## Tâches prévues
1. D'après l'extrait sur la bicyclette, depuis quelle année Saumur organise-t-elle le festival Anjou Vélo Vintage ?
2. Pour chacune des affirmations suivantes, indiquez si elle concorde avec l'extrait sur la bicyclette, en citant les mots décisifs : (a) le festival Anjou Vélo Vintage dure deux jours ; (b) la guerre a freiné la diffusion du football ; (c) Jacques Defrance parle de « structuration et croissance des sports ».
3. Rédigez la suite de l'extrait sur la bicyclette, en reprenant après sa dernière phrase.
═════ Extrait du document
La presse comme témoin de la popularité de la bicyclette 

La presse comme témoin de la popularité de la bicyclette 

Introduction

En France, l’engouement pour la « petite reine » n’est plus à présenter. En Maine-et Loire, cet intérêt est historique, il est même encore célébré de nos jours. Depuis l’année 2016 la ville de Saumur organise le festival Anjou Vélo Vintage, un rassemblement de deux jours qui célèbre la bicyclette à travers des randonnées cyclosportives ouvertes à tous et un village d’expositions dans l’esprit de la vie de l’entre-deux-guerres.
L’après Première Guerre mondiale inaugure la belle époque du sport. La guerre a permis aux sports collectifs, le football en premier lieu, de se diffuser dans tout le pays et parmi toutes les couches sociales. Jacques Defrance parle de « structuration et croissance des sports »1. La popularisation de la pratique sportive et des activités liées au sport en fait un sujet d’étude plus large que lors de notre travail sur le cyclisme à Angers avant la Première Guerre mondiale.
══════════
═════ Lignes enregistrées
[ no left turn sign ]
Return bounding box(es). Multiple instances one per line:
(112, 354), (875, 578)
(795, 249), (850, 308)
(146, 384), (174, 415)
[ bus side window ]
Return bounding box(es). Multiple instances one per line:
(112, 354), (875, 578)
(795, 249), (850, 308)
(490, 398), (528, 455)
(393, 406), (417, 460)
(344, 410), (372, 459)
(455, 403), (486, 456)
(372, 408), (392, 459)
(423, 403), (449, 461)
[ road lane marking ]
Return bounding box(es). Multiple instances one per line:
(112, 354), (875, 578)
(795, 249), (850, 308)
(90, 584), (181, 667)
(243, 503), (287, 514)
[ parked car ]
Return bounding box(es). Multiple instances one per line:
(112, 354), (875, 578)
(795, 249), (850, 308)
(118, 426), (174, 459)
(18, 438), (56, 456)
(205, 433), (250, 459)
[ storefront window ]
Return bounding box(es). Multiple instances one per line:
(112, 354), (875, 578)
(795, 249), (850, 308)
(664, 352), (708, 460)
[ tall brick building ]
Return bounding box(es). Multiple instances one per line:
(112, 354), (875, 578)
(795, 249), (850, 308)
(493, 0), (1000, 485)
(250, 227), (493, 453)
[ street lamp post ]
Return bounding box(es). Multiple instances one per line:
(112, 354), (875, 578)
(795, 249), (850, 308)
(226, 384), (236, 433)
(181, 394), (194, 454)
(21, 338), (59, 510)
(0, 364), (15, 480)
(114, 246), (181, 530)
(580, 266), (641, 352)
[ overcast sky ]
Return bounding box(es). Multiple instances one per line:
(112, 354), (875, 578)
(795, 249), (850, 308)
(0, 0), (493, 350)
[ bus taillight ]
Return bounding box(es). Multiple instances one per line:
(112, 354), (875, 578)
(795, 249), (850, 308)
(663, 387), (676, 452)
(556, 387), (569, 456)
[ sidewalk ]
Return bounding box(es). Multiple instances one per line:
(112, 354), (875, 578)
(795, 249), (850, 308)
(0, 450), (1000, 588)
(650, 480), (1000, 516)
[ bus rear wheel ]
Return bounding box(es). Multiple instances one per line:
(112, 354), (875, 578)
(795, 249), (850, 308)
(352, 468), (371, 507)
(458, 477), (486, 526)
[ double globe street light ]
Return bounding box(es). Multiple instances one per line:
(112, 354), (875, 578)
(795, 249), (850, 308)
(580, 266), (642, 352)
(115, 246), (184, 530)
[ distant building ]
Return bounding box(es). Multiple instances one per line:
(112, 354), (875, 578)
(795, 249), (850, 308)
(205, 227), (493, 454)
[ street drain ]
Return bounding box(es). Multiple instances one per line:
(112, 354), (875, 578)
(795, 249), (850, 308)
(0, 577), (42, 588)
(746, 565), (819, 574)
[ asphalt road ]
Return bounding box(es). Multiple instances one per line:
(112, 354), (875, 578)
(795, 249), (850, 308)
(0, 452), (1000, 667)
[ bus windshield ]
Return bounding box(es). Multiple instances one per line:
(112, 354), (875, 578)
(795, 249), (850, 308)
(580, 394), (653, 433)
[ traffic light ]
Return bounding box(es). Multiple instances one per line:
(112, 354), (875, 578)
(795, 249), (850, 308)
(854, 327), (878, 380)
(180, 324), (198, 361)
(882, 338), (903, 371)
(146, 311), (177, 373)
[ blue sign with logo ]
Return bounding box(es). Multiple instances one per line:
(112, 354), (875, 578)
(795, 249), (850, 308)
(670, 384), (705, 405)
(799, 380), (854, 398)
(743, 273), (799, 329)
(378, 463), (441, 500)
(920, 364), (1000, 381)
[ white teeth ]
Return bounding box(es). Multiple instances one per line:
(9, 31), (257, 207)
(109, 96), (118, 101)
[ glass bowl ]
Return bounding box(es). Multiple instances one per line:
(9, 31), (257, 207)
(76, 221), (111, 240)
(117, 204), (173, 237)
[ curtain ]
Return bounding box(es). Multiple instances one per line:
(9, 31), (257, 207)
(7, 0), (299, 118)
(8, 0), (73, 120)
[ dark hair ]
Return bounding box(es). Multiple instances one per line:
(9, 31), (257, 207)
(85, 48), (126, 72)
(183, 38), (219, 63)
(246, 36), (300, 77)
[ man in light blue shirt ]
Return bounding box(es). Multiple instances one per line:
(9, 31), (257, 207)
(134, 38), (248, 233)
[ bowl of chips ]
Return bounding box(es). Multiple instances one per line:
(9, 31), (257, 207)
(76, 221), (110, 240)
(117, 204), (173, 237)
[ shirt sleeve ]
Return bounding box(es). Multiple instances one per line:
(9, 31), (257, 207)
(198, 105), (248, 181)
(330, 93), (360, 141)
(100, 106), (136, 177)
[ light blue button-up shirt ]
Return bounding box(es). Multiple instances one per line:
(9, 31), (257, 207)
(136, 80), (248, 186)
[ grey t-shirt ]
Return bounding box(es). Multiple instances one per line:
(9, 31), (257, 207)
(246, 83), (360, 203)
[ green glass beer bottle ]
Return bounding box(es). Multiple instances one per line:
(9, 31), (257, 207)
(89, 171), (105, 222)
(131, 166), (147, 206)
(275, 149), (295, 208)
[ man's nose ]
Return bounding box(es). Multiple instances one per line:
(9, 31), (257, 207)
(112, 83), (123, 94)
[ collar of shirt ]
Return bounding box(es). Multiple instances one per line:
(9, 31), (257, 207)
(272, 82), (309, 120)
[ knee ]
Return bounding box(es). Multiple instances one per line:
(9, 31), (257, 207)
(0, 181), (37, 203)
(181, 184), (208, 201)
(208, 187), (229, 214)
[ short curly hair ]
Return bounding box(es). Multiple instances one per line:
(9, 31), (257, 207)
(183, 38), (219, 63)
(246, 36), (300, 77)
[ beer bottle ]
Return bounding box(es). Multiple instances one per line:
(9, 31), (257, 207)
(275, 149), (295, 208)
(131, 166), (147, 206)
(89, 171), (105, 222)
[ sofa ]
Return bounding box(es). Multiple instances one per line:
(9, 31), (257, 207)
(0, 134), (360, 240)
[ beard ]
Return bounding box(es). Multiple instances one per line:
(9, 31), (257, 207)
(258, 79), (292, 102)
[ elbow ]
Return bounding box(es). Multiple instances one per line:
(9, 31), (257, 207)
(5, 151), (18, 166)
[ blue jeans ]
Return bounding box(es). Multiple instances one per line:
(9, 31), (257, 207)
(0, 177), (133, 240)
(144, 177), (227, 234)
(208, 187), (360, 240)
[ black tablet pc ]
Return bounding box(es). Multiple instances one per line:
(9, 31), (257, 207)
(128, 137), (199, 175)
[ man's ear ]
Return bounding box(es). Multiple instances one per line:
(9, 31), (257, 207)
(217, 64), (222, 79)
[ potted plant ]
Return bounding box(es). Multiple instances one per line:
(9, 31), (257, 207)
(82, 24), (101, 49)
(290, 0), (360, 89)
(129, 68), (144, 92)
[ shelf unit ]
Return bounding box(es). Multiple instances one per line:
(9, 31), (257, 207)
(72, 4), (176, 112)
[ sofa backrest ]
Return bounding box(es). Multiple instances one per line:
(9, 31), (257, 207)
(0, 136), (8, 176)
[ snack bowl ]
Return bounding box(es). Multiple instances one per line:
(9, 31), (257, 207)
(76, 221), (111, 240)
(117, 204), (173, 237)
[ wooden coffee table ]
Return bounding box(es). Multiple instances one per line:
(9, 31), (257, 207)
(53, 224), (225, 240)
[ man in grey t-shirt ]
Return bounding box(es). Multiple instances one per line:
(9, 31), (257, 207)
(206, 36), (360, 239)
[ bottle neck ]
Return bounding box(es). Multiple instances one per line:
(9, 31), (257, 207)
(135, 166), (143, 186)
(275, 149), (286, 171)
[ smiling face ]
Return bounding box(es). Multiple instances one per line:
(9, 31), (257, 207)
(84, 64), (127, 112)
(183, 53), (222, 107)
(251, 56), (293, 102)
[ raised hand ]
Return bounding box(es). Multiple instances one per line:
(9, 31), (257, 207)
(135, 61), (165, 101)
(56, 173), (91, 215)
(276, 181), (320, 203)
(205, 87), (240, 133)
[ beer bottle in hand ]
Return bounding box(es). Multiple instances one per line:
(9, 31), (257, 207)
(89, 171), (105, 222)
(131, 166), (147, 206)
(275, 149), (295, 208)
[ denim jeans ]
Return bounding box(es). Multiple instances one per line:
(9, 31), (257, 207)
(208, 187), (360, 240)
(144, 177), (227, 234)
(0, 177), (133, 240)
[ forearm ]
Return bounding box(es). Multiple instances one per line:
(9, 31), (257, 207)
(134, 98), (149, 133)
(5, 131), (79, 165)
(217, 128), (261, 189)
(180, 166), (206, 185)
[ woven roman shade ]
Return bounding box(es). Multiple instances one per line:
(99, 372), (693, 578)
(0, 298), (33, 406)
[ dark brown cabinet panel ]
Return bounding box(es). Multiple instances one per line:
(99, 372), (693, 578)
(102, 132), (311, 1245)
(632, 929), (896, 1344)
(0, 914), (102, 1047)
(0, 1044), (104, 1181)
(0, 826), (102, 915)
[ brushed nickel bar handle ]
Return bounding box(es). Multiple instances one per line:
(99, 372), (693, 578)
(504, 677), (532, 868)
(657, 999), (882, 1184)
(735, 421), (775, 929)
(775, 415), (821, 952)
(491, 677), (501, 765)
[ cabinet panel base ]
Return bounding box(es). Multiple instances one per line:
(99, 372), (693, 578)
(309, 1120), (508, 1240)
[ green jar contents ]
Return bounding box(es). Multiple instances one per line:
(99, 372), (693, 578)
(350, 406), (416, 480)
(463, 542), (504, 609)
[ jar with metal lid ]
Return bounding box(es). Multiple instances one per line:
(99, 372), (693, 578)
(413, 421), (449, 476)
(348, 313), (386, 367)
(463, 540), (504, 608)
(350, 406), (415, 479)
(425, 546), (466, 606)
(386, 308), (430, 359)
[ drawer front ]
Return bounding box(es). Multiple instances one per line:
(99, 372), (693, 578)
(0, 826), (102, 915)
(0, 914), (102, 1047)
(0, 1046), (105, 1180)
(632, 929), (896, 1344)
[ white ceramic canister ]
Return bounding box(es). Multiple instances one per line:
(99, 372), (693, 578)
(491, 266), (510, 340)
══════════
## Résultats par tâche
1. Depuis l'année 2016.

2.
(a) Oui : « un rassemblement de deux jours ».
(b) Non : « La guerre a permis aux sports collectifs, le football en premier lieu, de se diffuser dans tout le pays et parmi toutes les couches sociales. »
(c) Oui : « Jacques Defrance parle de « structuration et croissance des sports » ».

3.
Le sujet de ce mémoire est donc le cyclisme dans le Maine-et-Loire pendant l’entre-deux-guerres. Il fait suite au mémoire de première année de Master réalisé en 2016 sous la direction d’Éric Pierre, qui traitait du Développement du cyclisme associatif à Angers entre 1875 et 1914, posant les bases du sport cycliste dans une ville qui s’autoproclame pionnière en la matière. Nous y démontrions que le cyclisme s’est développé à Angers grâce à trois principaux acteurs : les associations dans un premier temps, le public dans un deuxième temps, et enfin la municipalité.

Cette discipline nouvelle a très rapidement obtenu du succès auprès des Angevins, d’abord les plus aisés (le Véloce-Club d’Angers, première association de la ville, était basé en plein centre-ville), puis les couches populaires (le Vélo-Doutre angevin était, comme son nom l’indique, situé dans le quartier populaire de la Doutre). La mairie d’Angers n’a jamais été hostile à l’égard de ces sociétés sportives malgré l’étonnante absence de vélodrome permanent. Le développement de ce sport à Angers est un des plus précoces de France, si bien que la ville s’affiche fièrement comme une des pionnières du sport cycliste.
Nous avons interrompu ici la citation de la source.